STATED EXERCISE:
Format the material, starting at the line that contains "mask --target=white tablecloth" and ending at the end of the material, as a two-column CSV with the header columns input_text and output_text. Give one row for each input and its output, with each value in its own quoted field and every line break replaced by a space.

RECORDED DATA:
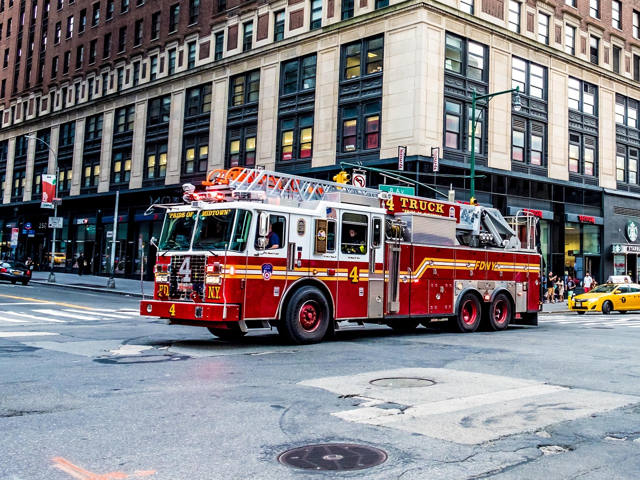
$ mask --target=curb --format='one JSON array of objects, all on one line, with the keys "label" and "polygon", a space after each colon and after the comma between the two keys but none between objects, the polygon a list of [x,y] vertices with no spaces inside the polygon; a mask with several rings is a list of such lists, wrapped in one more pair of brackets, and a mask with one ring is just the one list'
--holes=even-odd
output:
[{"label": "curb", "polygon": [[[129,297],[135,297],[136,298],[142,298],[143,296],[141,293],[134,292],[124,292],[121,290],[112,290],[111,289],[108,288],[96,288],[94,287],[81,287],[77,285],[67,285],[65,284],[52,284],[49,283],[47,281],[42,280],[31,280],[29,283],[36,284],[36,285],[44,285],[47,287],[58,287],[59,288],[69,289],[71,290],[83,290],[86,292],[98,292],[99,293],[111,293],[114,295],[124,295]],[[145,295],[146,297],[151,297],[152,295]]]}]

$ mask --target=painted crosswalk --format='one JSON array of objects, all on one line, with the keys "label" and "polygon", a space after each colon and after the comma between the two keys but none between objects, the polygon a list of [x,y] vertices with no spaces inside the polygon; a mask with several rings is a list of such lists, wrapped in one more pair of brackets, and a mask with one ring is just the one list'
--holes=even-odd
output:
[{"label": "painted crosswalk", "polygon": [[545,315],[538,319],[539,324],[558,324],[561,325],[577,325],[584,327],[628,327],[640,328],[640,315],[622,315],[612,314],[602,315],[579,315],[575,313],[562,315]]},{"label": "painted crosswalk", "polygon": [[[33,303],[31,305],[33,307],[36,306]],[[37,304],[37,306],[40,307],[41,305],[39,303]],[[2,305],[0,305],[0,308],[1,307]],[[20,312],[0,309],[0,326],[5,323],[6,324],[42,322],[67,323],[74,321],[127,320],[140,316],[140,312],[132,308],[92,308],[90,310],[31,308]]]}]

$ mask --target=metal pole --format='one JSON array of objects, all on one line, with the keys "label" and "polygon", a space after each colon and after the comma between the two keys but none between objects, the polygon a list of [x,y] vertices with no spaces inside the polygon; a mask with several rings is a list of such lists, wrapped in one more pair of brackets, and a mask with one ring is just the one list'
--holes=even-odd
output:
[{"label": "metal pole", "polygon": [[120,191],[116,192],[116,210],[113,214],[113,239],[111,240],[111,267],[109,272],[109,280],[107,280],[107,288],[115,289],[116,281],[113,278],[113,268],[116,259],[116,239],[118,236],[118,200],[120,198]]}]

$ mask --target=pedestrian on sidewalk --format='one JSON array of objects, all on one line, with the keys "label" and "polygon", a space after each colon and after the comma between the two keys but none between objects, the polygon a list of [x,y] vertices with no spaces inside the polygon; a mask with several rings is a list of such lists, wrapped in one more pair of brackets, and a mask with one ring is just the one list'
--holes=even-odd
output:
[{"label": "pedestrian on sidewalk", "polygon": [[84,269],[84,255],[80,252],[80,255],[78,255],[77,260],[76,260],[78,264],[78,275],[82,276],[83,270]]},{"label": "pedestrian on sidewalk", "polygon": [[584,276],[582,279],[582,286],[584,287],[584,292],[588,293],[589,290],[591,289],[591,285],[593,284],[593,278],[591,276],[589,275],[589,272]]}]

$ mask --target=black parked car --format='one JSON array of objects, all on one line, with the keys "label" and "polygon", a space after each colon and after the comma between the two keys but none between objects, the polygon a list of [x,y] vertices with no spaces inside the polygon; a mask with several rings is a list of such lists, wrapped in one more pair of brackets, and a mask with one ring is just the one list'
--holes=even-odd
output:
[{"label": "black parked car", "polygon": [[26,285],[31,279],[31,271],[24,263],[6,260],[0,262],[0,280],[8,280],[12,284],[20,282]]}]

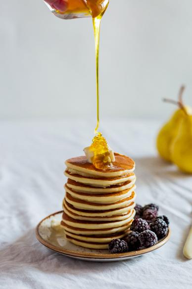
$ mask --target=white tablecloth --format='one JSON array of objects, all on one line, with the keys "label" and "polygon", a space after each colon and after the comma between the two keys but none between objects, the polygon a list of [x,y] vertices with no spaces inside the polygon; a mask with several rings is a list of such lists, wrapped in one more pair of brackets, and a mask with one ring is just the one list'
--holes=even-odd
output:
[{"label": "white tablecloth", "polygon": [[158,122],[108,120],[102,131],[115,151],[136,161],[138,203],[157,203],[170,218],[168,243],[142,257],[105,263],[70,259],[37,241],[37,223],[61,209],[64,160],[90,143],[88,122],[0,122],[0,288],[192,288],[192,261],[182,250],[191,224],[192,177],[157,157]]}]

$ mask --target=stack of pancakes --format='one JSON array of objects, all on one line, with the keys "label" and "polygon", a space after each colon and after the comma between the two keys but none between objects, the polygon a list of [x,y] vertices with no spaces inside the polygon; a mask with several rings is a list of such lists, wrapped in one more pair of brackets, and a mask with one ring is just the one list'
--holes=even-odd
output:
[{"label": "stack of pancakes", "polygon": [[115,153],[113,167],[96,169],[86,156],[68,159],[61,225],[74,244],[105,249],[128,233],[135,211],[134,161]]}]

CORRECT RESPONSE:
input_text,output_text
"$ mask --target=white tablecloth --format='one JSON array of objects, all on one line, with the keys ""label"" and ""polygon"", a space after each colon and after the comma between the two keys but none between objects, the polygon a list of [x,y] vertices with no spaces inside the polygon; a mask with several rings is a list of such lists, wrapped in one more pair of brackets, and a mask with one ring is just the one list' --holes=even-odd output:","[{""label"": ""white tablecloth"", ""polygon"": [[158,122],[108,120],[102,131],[115,151],[136,161],[138,203],[157,203],[170,218],[168,243],[142,257],[105,263],[70,259],[37,241],[37,223],[61,209],[64,160],[90,143],[88,122],[0,122],[0,288],[192,288],[192,261],[182,250],[191,224],[192,177],[157,157]]}]"
"$ mask --target=stack of pancakes --format='one JSON array of objects, all on one line, with the keys ""label"" and ""polygon"", a space after each colon and after the comma between the two keys but none between objects, the polygon a list of [x,y] vertices with no spaces inside the polygon; a mask with several rings is a list of such lists, wrapped in one more pair of brackets, and a mask with one ring is just the one list' --holes=even-odd output:","[{""label"": ""stack of pancakes"", ""polygon"": [[115,153],[113,167],[96,169],[86,156],[68,159],[61,225],[74,244],[105,249],[128,233],[135,211],[134,161]]}]"